##### Texte extrait #####

Une disparition énigmatique, un procès controversé, des secrets jamais élucidés… L’affaire Seznec continue de fasciner un siècle après les faits. On revient sur ce mystère judiciaire.
En 1923, un homme disparaît. Un autre est condamné pour son meurtre sans que le corps ni l’arme ne soient retrouvés. Un siècle plus tard, l’affaire Seznec reste l’un des plus grands mystères judiciaires français.
La disparition de Pierre Quéméneur
C’était le 25 mai 1923. Guillaume Seznec est un négociant breton de 45 ans. À ses côtés, son associé de 46 ans, Pierre Quéméneur est négociant en bois à Landerneau dans le Finistère. Ensemble, ils prennent la route depuis Rennes vers Paris à bord d’une Cadillac pour des affaires commerciales. Dans la capitale, ils rejoignent un certain Boudjema Gherdi dans le but de lui vendre des Cadillac de l’armée Américaine après la Première Guerre mondiale. Durant ce périple, les deux hommes ont connu de nombreuses pannes avec le véhicule. Finalement, Guillaume Seznec rentre seul à Morlaix dans la nuit du 27 au 28 mai 1923. La raison : Pierre Quéméneur aurait fait le choix de rentrer en train après les soucis mécaniques rencontrés.

##### Extraits de données #####

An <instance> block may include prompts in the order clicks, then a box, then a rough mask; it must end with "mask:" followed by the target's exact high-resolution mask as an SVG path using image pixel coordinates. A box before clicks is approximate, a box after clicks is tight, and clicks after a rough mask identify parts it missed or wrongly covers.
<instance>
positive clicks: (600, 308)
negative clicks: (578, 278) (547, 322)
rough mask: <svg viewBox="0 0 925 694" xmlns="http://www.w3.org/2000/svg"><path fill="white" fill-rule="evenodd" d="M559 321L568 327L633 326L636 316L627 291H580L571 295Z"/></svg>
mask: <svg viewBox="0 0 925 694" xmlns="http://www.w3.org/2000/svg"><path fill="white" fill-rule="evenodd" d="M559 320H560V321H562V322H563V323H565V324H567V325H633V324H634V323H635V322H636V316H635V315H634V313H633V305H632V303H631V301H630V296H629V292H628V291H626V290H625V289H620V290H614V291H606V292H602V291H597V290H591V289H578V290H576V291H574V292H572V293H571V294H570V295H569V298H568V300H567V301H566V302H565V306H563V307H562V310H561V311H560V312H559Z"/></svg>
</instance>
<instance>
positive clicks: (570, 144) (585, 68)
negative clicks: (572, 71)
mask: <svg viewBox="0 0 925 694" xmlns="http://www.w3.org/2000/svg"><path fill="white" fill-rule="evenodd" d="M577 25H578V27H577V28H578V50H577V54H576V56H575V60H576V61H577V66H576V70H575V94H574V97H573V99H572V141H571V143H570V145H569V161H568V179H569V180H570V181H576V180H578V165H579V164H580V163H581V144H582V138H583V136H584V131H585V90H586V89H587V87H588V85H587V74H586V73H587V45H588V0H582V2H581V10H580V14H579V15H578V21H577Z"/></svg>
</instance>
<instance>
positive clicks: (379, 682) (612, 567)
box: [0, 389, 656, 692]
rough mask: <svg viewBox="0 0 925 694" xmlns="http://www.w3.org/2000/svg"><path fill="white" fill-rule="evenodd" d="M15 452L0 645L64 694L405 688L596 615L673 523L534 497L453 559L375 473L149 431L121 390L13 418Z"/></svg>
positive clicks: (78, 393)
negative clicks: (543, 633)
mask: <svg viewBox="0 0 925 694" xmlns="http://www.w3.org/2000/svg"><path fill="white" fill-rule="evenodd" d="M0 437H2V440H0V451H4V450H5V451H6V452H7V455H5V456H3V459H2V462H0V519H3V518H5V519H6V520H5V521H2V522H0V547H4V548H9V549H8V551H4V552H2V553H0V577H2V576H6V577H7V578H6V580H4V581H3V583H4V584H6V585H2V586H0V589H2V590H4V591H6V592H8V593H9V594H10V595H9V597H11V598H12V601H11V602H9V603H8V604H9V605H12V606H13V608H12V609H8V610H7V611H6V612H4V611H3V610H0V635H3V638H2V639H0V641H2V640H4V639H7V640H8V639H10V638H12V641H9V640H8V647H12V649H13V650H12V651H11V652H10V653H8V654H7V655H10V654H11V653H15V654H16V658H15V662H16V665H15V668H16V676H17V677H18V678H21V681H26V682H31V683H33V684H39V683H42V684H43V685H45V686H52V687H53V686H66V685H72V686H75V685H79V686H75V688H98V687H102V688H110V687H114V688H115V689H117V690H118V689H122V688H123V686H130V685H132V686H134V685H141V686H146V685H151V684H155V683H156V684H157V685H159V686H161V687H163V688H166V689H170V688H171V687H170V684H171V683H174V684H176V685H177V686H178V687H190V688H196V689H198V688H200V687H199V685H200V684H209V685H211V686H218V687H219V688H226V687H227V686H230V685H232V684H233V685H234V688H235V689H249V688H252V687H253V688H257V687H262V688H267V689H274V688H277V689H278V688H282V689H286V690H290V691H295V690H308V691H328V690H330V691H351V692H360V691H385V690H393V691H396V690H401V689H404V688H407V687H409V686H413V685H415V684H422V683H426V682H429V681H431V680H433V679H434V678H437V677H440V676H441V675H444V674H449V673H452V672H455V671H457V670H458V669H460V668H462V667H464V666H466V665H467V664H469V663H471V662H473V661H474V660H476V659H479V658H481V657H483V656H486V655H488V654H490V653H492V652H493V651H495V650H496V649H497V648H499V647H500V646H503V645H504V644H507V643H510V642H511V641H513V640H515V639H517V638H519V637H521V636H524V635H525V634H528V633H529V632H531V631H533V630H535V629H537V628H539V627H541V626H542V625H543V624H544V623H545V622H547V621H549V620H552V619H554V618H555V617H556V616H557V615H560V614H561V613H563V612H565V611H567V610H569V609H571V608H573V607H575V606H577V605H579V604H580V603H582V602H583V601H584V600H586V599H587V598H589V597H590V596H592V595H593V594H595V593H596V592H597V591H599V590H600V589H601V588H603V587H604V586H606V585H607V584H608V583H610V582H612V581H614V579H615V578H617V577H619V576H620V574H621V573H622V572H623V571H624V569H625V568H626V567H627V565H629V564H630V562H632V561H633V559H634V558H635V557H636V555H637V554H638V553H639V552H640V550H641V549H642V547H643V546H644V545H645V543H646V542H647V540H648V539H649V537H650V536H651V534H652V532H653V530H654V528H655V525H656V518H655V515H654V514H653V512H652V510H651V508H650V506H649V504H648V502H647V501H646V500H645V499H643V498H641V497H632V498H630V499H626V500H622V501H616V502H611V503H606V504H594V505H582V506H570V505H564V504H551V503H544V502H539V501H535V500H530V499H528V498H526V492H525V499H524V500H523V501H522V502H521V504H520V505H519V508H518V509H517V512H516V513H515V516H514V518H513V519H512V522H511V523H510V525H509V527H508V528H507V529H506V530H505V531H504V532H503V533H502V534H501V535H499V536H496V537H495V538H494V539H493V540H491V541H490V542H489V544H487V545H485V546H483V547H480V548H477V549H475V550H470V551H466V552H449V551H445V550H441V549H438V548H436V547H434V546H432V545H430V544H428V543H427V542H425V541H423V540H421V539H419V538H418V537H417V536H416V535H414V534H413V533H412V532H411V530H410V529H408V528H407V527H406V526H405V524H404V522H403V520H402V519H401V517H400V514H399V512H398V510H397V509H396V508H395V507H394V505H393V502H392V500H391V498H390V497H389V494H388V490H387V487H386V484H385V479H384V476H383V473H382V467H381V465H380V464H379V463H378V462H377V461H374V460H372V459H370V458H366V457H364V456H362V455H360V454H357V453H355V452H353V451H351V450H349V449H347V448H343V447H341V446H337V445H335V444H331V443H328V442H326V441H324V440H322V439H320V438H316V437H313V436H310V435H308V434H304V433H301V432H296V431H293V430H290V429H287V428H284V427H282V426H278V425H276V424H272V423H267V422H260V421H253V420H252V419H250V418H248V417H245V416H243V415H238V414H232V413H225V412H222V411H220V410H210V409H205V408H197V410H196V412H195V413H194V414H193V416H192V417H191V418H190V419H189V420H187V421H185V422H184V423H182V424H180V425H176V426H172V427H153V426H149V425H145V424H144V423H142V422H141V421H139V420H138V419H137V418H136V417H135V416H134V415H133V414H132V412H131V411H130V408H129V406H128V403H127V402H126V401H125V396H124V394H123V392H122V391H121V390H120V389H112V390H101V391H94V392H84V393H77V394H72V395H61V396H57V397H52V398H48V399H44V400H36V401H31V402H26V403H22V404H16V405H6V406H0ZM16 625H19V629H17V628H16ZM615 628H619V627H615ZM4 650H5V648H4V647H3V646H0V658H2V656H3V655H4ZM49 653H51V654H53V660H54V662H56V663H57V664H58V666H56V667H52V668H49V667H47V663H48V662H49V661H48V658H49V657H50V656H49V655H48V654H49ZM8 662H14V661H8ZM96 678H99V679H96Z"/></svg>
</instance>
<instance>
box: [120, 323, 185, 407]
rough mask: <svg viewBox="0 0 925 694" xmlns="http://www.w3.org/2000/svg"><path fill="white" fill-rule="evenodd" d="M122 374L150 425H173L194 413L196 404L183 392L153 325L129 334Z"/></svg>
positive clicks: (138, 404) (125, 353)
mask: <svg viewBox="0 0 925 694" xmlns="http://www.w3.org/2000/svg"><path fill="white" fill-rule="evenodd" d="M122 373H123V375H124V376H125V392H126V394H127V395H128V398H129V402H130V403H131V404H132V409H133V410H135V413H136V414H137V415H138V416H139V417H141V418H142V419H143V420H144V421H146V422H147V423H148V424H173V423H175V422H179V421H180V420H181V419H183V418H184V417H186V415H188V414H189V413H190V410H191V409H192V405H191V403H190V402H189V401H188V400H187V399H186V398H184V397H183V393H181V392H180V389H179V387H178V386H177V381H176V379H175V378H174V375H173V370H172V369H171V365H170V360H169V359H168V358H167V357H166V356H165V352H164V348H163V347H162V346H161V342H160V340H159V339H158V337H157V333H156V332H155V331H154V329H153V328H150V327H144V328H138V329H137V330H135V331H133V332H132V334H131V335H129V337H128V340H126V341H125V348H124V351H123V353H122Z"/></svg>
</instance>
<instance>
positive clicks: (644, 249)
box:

#####

## Travail à faire
**a)** Recopiez à l'identique le passage des enregistrements qui va de leur début jusqu'à la ligne contenant « positive clicks: (600, 308) », ces deux bornes comprises.
**b)** Prolongez le texte sur l'affaire Seznec au-delà de sa dernière phrase.

## Corrigé
**a)**
An <instance> block may include prompts in the order clicks, then a box, then a rough mask; it must end with "mask:" followed by the target's exact high-resolution mask as an SVG path using image pixel coordinates. A box before clicks is approximate, a box after clicks is tight, and clicks after a rough mask identify parts it missed or wrongly covers.
<instance>
positive clicks: (600, 308)

**b)**
C’est le début d’une affaire judiciaire qui a passionné le monde entier puisqu’on ne reverra jamais Pierre Quéméneur. Ni vivant évidemment, mais pas même mort. Car il s’agit ici d’une disparition sans corps et sans preuve. De son côté, Guillaume Seznec maintient n’avoir aucune nouvelle de Pierre depuis qu’il l’a laissé à la gare de Houdan. Après trois jours sans le moindre signe de vie, sa famille déclare sa disparation. C’était le 10 juin 1923.
Quelques jours plus tard, un télégramme envoyé du Havre parvient : « Tout va bien, je ne rentrerai à Landerneau que dans quelques jours. Signé : Quéméneur» Peu après, sa valise est retrouvée dans la salle d’attente des voyageurs du Havre. À l’intérieur : son portefeuille, ses papiers… et des traces de sang. De nouveaux éléments troublants qui conduisent la justice à ouvrir, le 22 juin 1923, une enquête pour disparition suspecte.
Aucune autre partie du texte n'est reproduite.